• РАБОЧЕЕ ЗАДАНИЕ: За какую работу Туган-Барановский, согласно приведенной ниже биографической справке о нем, получил степень магистра политэкономии?

ТУГАН-БАРАНОВСКИЙ Михаил Иванович

наст. фам. Туган-Мирза-Барановский;

27.12.1864(8.1.1865) – 21.1.1919

Экономист, историк, публицист, общественный деятель, один из представителей «легального марксизма». В 1895–1899 приват-доцент Петербургского университета по кафедре политэкономии; с 1913 профессор Петербургского политехнического института. Получил степень магистра политэкономии за работу «Промышленные кризисы в современной Англии, их причины и влияние на народную жизнь» (1894). Публикации в журналах «Новое слово», «Начало», «Мир Божий». Редактор журнала «Вестник кооперации». Автор исследований «Русская фабрика в прошлом и настоящем» (т. 1, СПб., 1898), «Теоретические основы марксизма» (СПб., 1905), «Основы политической экономии» (СПб., 1909), «Социальные основы кооперации» (Пг., 1916).

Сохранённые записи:
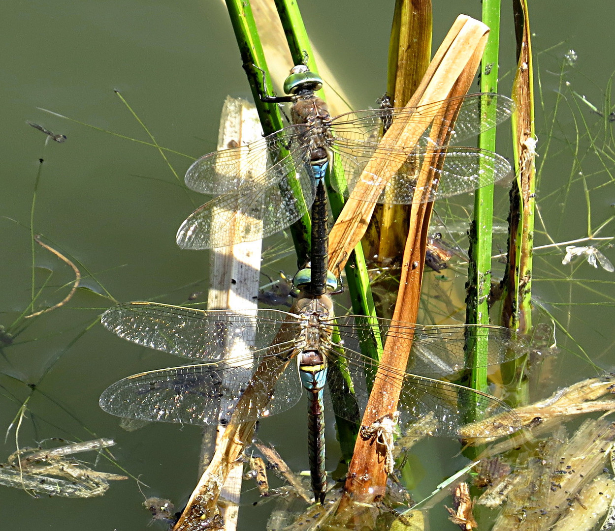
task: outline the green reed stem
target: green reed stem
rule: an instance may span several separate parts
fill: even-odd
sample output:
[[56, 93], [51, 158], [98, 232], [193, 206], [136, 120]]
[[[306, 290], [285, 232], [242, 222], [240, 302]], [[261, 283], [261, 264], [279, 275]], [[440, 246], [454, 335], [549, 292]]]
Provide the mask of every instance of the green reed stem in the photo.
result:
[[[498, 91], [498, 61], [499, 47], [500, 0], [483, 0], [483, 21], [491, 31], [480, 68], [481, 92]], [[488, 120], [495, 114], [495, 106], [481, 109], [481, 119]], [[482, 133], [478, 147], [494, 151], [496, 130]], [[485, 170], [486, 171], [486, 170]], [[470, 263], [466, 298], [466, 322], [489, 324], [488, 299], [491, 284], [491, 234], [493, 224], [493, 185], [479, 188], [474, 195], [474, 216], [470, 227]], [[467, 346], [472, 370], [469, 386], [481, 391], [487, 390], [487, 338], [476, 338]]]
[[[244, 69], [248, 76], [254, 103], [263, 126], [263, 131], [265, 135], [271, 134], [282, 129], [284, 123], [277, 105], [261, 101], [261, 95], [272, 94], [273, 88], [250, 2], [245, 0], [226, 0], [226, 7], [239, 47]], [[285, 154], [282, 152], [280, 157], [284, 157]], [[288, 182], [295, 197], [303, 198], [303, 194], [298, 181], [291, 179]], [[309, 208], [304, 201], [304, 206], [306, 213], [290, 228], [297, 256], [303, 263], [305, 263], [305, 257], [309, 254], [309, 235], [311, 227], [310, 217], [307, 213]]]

• РЕЗУЛЬТАТ ВЫПОЛНЕНИЯ: За работу «Промышленные кризисы в современной Англии, их причины и влияние на народную жизнь» (1894).